> [ASSIGNED TASK]:
Output exactly what appears from the line containing "Target: fresco on wall" to the end of the data below, and nothing more.
┌──
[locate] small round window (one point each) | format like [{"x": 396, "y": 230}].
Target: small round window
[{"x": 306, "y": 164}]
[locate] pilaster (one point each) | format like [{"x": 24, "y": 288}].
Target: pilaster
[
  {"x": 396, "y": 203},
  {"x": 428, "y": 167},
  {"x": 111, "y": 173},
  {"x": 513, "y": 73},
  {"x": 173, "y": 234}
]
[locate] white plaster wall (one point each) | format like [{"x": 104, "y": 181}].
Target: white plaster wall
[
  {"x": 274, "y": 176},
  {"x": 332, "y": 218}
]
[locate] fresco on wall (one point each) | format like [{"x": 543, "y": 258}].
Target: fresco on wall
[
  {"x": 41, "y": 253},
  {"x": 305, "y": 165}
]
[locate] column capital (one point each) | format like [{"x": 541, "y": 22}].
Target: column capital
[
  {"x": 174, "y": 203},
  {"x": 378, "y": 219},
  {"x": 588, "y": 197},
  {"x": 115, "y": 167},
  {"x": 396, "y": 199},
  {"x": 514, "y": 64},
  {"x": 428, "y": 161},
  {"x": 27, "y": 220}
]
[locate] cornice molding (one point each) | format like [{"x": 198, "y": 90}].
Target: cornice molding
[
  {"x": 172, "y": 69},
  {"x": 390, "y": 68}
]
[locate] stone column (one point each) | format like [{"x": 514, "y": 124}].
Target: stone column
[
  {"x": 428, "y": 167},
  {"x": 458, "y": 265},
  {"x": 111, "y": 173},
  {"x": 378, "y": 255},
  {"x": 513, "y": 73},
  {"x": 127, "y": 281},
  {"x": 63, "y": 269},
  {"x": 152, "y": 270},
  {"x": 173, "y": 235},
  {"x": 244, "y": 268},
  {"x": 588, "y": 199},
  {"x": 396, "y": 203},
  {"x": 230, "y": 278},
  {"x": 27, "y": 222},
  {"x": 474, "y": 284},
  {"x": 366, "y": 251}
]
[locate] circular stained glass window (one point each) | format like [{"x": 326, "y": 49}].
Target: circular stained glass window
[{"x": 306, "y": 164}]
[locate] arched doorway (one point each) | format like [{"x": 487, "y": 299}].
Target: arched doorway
└──
> [RESPONSE TO THE TASK]:
Target: fresco on wall
[
  {"x": 41, "y": 253},
  {"x": 305, "y": 165}
]
[locate] column capital (one point each) | format like [{"x": 541, "y": 22}].
Target: column capital
[
  {"x": 174, "y": 203},
  {"x": 378, "y": 219},
  {"x": 588, "y": 197},
  {"x": 115, "y": 167},
  {"x": 396, "y": 199},
  {"x": 514, "y": 64},
  {"x": 428, "y": 161},
  {"x": 27, "y": 220}
]
[locate] cornice molding (one point each) | format like [{"x": 198, "y": 90}].
Target: cornice molding
[
  {"x": 172, "y": 69},
  {"x": 390, "y": 68}
]
[locate] stone column (one point each) | format like [{"x": 514, "y": 124}].
Target: stone column
[
  {"x": 428, "y": 167},
  {"x": 458, "y": 265},
  {"x": 111, "y": 173},
  {"x": 378, "y": 255},
  {"x": 513, "y": 73},
  {"x": 127, "y": 281},
  {"x": 63, "y": 269},
  {"x": 152, "y": 270},
  {"x": 173, "y": 235},
  {"x": 244, "y": 268},
  {"x": 588, "y": 199},
  {"x": 396, "y": 203},
  {"x": 230, "y": 278},
  {"x": 27, "y": 222},
  {"x": 474, "y": 284},
  {"x": 366, "y": 251}
]
[locate] circular stained glass window (one point each) | format like [{"x": 326, "y": 49}].
Target: circular stained glass window
[{"x": 306, "y": 164}]
[locate] arched doorway (one point each) | format like [{"x": 487, "y": 299}].
Target: arched doorway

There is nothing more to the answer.